Your objective
Print the entries below again exactly as they stand, but skip any picture.

Extracted information
*-*-*
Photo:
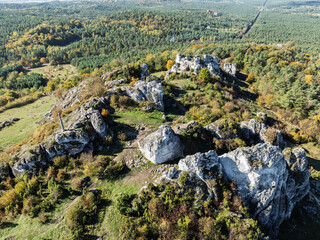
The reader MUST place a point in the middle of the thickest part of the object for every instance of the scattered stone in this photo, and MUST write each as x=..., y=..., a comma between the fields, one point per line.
x=185, y=63
x=254, y=132
x=261, y=174
x=114, y=83
x=230, y=68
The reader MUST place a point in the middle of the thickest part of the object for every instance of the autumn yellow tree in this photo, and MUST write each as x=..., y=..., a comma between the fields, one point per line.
x=251, y=78
x=170, y=63
x=309, y=79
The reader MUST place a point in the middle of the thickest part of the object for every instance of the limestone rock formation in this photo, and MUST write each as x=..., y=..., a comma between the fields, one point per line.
x=230, y=68
x=186, y=63
x=264, y=182
x=221, y=129
x=83, y=126
x=161, y=146
x=256, y=132
x=113, y=83
x=72, y=141
x=8, y=123
x=261, y=174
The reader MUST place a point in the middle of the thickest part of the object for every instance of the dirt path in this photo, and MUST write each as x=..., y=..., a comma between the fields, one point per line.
x=127, y=151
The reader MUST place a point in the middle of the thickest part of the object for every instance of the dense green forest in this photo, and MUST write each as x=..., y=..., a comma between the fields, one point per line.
x=48, y=48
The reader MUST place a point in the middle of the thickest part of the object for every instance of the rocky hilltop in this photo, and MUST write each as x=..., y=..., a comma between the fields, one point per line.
x=85, y=126
x=269, y=181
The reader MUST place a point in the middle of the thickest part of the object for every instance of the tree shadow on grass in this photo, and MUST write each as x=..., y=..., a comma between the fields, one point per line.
x=8, y=225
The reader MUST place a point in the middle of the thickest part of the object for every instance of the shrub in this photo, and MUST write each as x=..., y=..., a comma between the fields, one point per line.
x=205, y=75
x=114, y=169
x=105, y=113
x=60, y=161
x=122, y=136
x=44, y=217
x=76, y=183
x=30, y=206
x=91, y=169
x=62, y=175
x=169, y=65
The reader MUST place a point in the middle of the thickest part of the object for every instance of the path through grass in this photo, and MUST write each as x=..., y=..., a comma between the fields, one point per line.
x=29, y=116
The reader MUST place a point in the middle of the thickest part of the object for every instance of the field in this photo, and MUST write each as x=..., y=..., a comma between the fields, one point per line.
x=24, y=227
x=52, y=72
x=29, y=116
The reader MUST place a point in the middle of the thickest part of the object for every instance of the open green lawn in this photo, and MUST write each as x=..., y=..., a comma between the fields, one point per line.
x=61, y=71
x=110, y=223
x=29, y=116
x=153, y=119
x=130, y=184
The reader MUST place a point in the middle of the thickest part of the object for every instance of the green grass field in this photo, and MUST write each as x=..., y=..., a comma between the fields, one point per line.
x=61, y=71
x=29, y=116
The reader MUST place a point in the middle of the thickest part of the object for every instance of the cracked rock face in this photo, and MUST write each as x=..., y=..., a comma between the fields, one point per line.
x=230, y=68
x=161, y=146
x=256, y=132
x=186, y=63
x=72, y=141
x=144, y=70
x=270, y=181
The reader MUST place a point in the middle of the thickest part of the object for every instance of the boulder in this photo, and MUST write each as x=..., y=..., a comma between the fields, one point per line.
x=230, y=68
x=185, y=63
x=205, y=165
x=221, y=129
x=269, y=187
x=264, y=182
x=83, y=126
x=161, y=146
x=73, y=141
x=254, y=132
x=113, y=83
x=262, y=117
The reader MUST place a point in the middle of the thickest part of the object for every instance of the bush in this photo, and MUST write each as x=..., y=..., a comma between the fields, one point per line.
x=122, y=136
x=205, y=75
x=114, y=169
x=76, y=183
x=62, y=175
x=44, y=217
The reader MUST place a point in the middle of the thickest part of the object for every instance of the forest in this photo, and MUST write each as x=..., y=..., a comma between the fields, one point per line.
x=94, y=51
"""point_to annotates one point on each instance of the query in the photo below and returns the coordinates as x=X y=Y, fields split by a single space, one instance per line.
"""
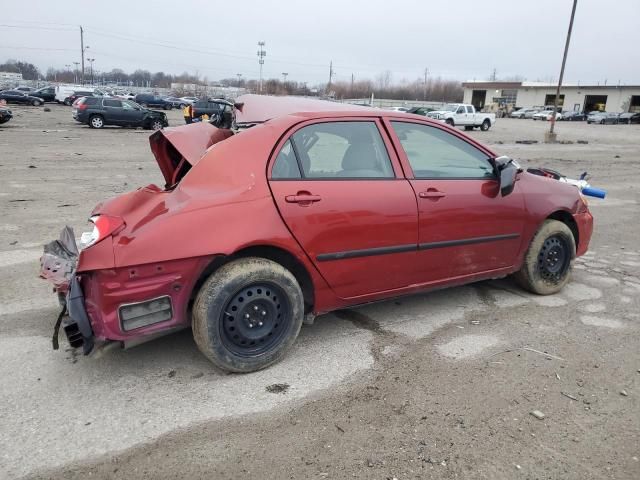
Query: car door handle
x=302 y=198
x=432 y=193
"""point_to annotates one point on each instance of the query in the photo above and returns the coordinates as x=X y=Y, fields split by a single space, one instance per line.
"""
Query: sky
x=455 y=39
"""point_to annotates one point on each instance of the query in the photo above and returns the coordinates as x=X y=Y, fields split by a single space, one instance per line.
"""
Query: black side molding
x=369 y=252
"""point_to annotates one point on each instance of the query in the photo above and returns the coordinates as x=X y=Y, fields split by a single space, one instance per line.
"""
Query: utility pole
x=426 y=74
x=75 y=72
x=261 y=54
x=331 y=74
x=91 y=60
x=82 y=50
x=551 y=137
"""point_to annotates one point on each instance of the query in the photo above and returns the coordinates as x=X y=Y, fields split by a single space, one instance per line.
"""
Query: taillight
x=103 y=226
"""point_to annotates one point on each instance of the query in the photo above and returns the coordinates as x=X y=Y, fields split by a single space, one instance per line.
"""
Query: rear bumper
x=584 y=221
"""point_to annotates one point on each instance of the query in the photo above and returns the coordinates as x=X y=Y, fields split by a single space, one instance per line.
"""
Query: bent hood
x=188 y=143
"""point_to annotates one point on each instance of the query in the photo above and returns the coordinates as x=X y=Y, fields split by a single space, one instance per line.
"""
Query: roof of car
x=260 y=108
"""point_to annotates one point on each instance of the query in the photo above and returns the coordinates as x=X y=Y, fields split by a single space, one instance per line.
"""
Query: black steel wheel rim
x=255 y=319
x=554 y=258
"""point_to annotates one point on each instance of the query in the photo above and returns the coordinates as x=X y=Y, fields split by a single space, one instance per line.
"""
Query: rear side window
x=286 y=165
x=113 y=103
x=342 y=150
x=435 y=153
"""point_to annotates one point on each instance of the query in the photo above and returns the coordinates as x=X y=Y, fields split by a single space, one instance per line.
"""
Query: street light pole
x=551 y=137
x=91 y=60
x=261 y=54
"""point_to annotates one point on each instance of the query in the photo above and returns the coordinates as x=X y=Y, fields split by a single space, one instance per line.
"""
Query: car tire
*-*-*
Your response
Photo:
The reader MUST place a point in the middle of the thickest part of the object for every instance of the scattered stone in this photo, and MUST write each as x=..., y=..., a comma between the fields, one point per line.
x=185, y=63
x=254, y=132
x=261, y=174
x=114, y=83
x=230, y=68
The reader MUST place a point in the middle of the thickest part of the object for every instance of the autumn yellow tree in this photo, and MUST write each as x=..., y=..., a comma between the fields, one point per line.
x=251, y=78
x=170, y=63
x=309, y=79
The reader MUST place a point in the middle of the thickest part of the object for every instance of the limestone rock formation in this photo, and MUST write each as x=..., y=..., a comma between the fields, one point per line.
x=230, y=68
x=186, y=63
x=264, y=182
x=221, y=129
x=83, y=126
x=161, y=146
x=256, y=132
x=113, y=83
x=72, y=141
x=8, y=123
x=261, y=174
The reader MUST place a point in the middle of the thickest part of the object for every instance of the dirt path in this photo, and MUST write each as x=..., y=..., a comma between the fields, one point per line.
x=127, y=151
The reader MUST place a point in the middle of the thickest part of the object for every instance of the dense green forest in this photo, and MUST write each as x=..., y=..., a comma between the fields, one point per line.
x=48, y=48
The reader MUST place a point in the middle of the thickest part of the object for every instance of the rocky hilltop in this photo, and MUST write each as x=..., y=..., a comma between the fields, one point per line.
x=85, y=126
x=269, y=181
The reader MUST place a point in the middle of the thickest part of the object for every instance of the tree shadow on grass in this photo, and MUST write each as x=..., y=..., a comma between the fields, one point per line.
x=8, y=225
The reader MUST place a point in the middle of the thickest part of the object for every instance of the shrub in this photo, and MUST write each as x=..., y=..., a comma between the fields, one point per line.
x=205, y=75
x=114, y=169
x=105, y=113
x=60, y=161
x=122, y=136
x=44, y=217
x=76, y=183
x=30, y=206
x=91, y=169
x=62, y=175
x=169, y=65
The reader MUST place a point in the middle of the thickest part of the object for every instance of the path through grass in this photo, and MUST write each as x=..., y=..., a comma between the fields, one point per line.
x=29, y=116
The reader MUST place a point in the middle of the thickest part of the object for every instance of the field in this photo, and MUST write each as x=..., y=..., a comma between the fields, one point per line.
x=24, y=227
x=52, y=72
x=29, y=116
The reader MUST place a point in the middle of the thickest part of the object for every instance of the open green lawn in this photo, and MUST write each as x=..., y=..., a comma between the fields, one point per line.
x=61, y=71
x=110, y=223
x=29, y=116
x=153, y=119
x=130, y=184
The reader MUST place a point in the middle of the thickest part of the object for every instance of the green grass field in this photo, and MUST write each as x=..., y=..., a comma between the fields, one point per line.
x=61, y=71
x=29, y=116
The reader MUST place a point in the middle of the thickest part of the object for every instance of the cracked rock face in this photo, and MUST write each as x=..., y=..., a comma between the fields, one point per line.
x=230, y=68
x=161, y=146
x=256, y=132
x=186, y=63
x=72, y=141
x=144, y=70
x=270, y=181
The reader MUST place a point in the middle of the thickest part of the object for every instance of the boulder in this photo, and MUST write each as x=..., y=..., a comma between the fields, one point per line.
x=230, y=68
x=185, y=63
x=205, y=165
x=221, y=129
x=269, y=187
x=264, y=182
x=83, y=126
x=161, y=146
x=73, y=141
x=254, y=132
x=113, y=83
x=262, y=117
The reader MUST place a point in the middle of the thickest part of the object for every instance of the bush in this photo, and MUST write each as x=..., y=..., a comma between the fields, one point per line.
x=122, y=136
x=205, y=75
x=114, y=169
x=76, y=183
x=62, y=175
x=44, y=217
The reader MUST place a point in the middle of the thickest part of the object for every instance of the forest in this photo, and MUST write each as x=..., y=..., a comma between the fields, one point per line.
x=94, y=51
"""point_to annotates one point on each instance of the query in the photo below and returns the coordinates as x=X y=Y, fields split by a single space, one instance per line.
"""
Query: car door handle
x=302 y=198
x=432 y=193
"""point_to annotates one point on each instance of the query in the photo above and returns the coordinates as x=X y=Y, fields split by a single space, one instance per line.
"""
Query: sky
x=455 y=39
"""point_to annotates one point on each instance of the query in the photo above and returns the coordinates as x=X y=Y, fields split by a single space, one instance per line.
"""
Query: black side molding
x=369 y=252
"""point_to annotates one point on each instance of the query in the photo above and returns the coordinates as x=X y=Y, fields split by a single space, one instance per line.
"""
Query: utility pole
x=426 y=74
x=75 y=72
x=261 y=54
x=331 y=74
x=91 y=60
x=82 y=50
x=551 y=137
"""point_to annotates one point on each instance of the query in the photo above and returns the coordinates as x=X y=Y, fields split by a single space, one instance per line.
"""
Query: taillight
x=103 y=226
"""point_to annotates one point on each instance of the query in the photo above and returns the coordinates as x=X y=Y, fields split by a single space, one instance per line.
"""
Query: rear bumper
x=584 y=221
"""point_to annotates one point on each instance of the query in the photo above and returns the coordinates as x=X y=Y, fields split by a single space, one instance per line.
"""
Query: bent hood
x=188 y=143
"""point_to annotates one point on each instance of the query in the photo above and returns the coordinates as x=X y=Y, fields split by a single space, one instance per line.
"""
Query: roof of car
x=260 y=108
"""point_to annotates one point on each instance of the query in the photo above and returns the coordinates as x=X y=Y, fields split by a single space, one instance per line.
"""
Query: black steel wheel rim
x=255 y=319
x=554 y=258
"""point_to annotates one point on each instance of the query in the photo above and returns the coordinates as x=X y=Y, fields split by a single space, one instance per line.
"""
Query: rear side window
x=286 y=165
x=113 y=103
x=342 y=150
x=435 y=153
"""point_to annotates one point on each instance of the query in the photo above and returns the coordinates as x=X y=Y, fields split by a single space, one instance per line.
"""
Query: street light pole
x=551 y=137
x=91 y=60
x=261 y=54
"""point_to annotates one point on each instance of the query in the photo above and returns the coordinates as x=X y=Y, fields split by a single space, one instance per line.
"""
Query: car tire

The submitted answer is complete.